- [Instructions to follow]:
Rewrite the records below, replacing "single point" with "one point" wherever it occurs and leaving everything else as it is.

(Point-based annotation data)
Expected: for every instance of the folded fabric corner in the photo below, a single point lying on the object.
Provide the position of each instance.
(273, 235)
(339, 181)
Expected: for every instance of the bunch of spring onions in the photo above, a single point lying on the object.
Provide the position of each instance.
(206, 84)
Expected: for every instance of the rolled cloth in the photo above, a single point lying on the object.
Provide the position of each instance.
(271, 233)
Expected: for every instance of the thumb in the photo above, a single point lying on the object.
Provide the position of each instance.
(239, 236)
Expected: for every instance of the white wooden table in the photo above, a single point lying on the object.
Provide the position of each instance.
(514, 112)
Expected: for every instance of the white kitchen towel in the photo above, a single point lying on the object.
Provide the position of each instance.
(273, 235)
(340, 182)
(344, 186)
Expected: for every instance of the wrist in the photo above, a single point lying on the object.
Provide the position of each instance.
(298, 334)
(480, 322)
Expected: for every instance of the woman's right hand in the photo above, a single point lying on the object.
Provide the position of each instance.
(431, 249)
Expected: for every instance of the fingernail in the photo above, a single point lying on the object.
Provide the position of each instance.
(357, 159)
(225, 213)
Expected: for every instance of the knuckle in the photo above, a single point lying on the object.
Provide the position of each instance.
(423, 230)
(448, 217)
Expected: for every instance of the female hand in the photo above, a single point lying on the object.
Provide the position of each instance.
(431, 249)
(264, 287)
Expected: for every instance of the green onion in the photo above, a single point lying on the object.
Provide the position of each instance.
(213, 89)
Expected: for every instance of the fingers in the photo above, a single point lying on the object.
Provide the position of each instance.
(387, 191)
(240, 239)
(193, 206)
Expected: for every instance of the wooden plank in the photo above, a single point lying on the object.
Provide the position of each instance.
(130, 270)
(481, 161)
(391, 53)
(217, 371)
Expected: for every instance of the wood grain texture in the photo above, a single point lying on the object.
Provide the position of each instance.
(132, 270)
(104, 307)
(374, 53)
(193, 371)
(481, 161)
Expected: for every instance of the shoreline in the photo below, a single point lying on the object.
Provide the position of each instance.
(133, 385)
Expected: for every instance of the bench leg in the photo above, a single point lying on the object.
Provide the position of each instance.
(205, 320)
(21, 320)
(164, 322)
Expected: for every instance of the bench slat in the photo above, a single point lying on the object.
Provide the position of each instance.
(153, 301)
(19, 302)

- [Result of this task]:
Expected: for every instance of the folded fabric corner in the photo below, a one point lying on the object.
Provide the position of each instance.
(273, 235)
(339, 181)
Expected: for every instance of the bunch of spring onions in the photo above, a one point lying on the object.
Provide the position of each instance.
(206, 84)
Expected: for every instance of the rolled cloth in the photo above, a one point lying on the object.
Provide the position of each instance.
(271, 233)
Expected: for every instance of the thumb in the photo above, a one point lying on the object.
Provide the position of each instance.
(239, 236)
Expected: for every instance of the white wooden table in the photo above, a one point lying on the object.
Provide the position of each instance.
(514, 112)
Expected: for every instance of the white kitchen towel in the photo above, a one point lying on the object.
Provide the position of each instance.
(273, 235)
(340, 182)
(344, 186)
Expected: for every instance of the wrist in the photo above, a one point lying on the object.
Provide the position of each instance.
(298, 334)
(480, 322)
Expected: for every instance of the woman's right hand in the photo above, a one point lying on the object.
Provide the position of each instance.
(431, 249)
Expected: for every instance of the fingernail in the photo above, a one point lying on the object.
Provide the position of each instance.
(357, 159)
(225, 213)
Expected: for every instance of the knuckle in the photo above, a one point lying on the object.
Provide the position of each instance.
(423, 230)
(448, 217)
Expected: for every instance of the female hand in the photo above, a one point lying on the object.
Provide the position of each instance.
(431, 249)
(264, 287)
Expected: for every instance of the green onion in the photo above, a one point lying on the object.
Provide the position of each instance.
(213, 89)
Expected: for every instance of the fingers in the photo above, a one point lying on the object.
Provide the position of each instance.
(387, 191)
(240, 239)
(193, 206)
Expected: for every instance of the wooden plank in the photo above, a one point lying on the object.
Provide the position of each instance.
(130, 270)
(481, 161)
(391, 53)
(217, 371)
Expected: for every instance of the wood grain texture in the photo above, a one point lying on the object.
Provide the position of each instance.
(132, 270)
(104, 307)
(374, 53)
(193, 371)
(481, 161)
Expected: for every instance of the shoreline in the photo below, a one point lying on the object.
Provide the position of each instance.
(133, 385)
Expected: for every instance of the bench leg in the photo above, a one point lying on the object.
Provide the position of each instance.
(205, 320)
(21, 320)
(164, 322)
Expected: for every instance of the bench slat in the photo above, a one point lying on the object.
Provide the position of each instance.
(153, 301)
(19, 302)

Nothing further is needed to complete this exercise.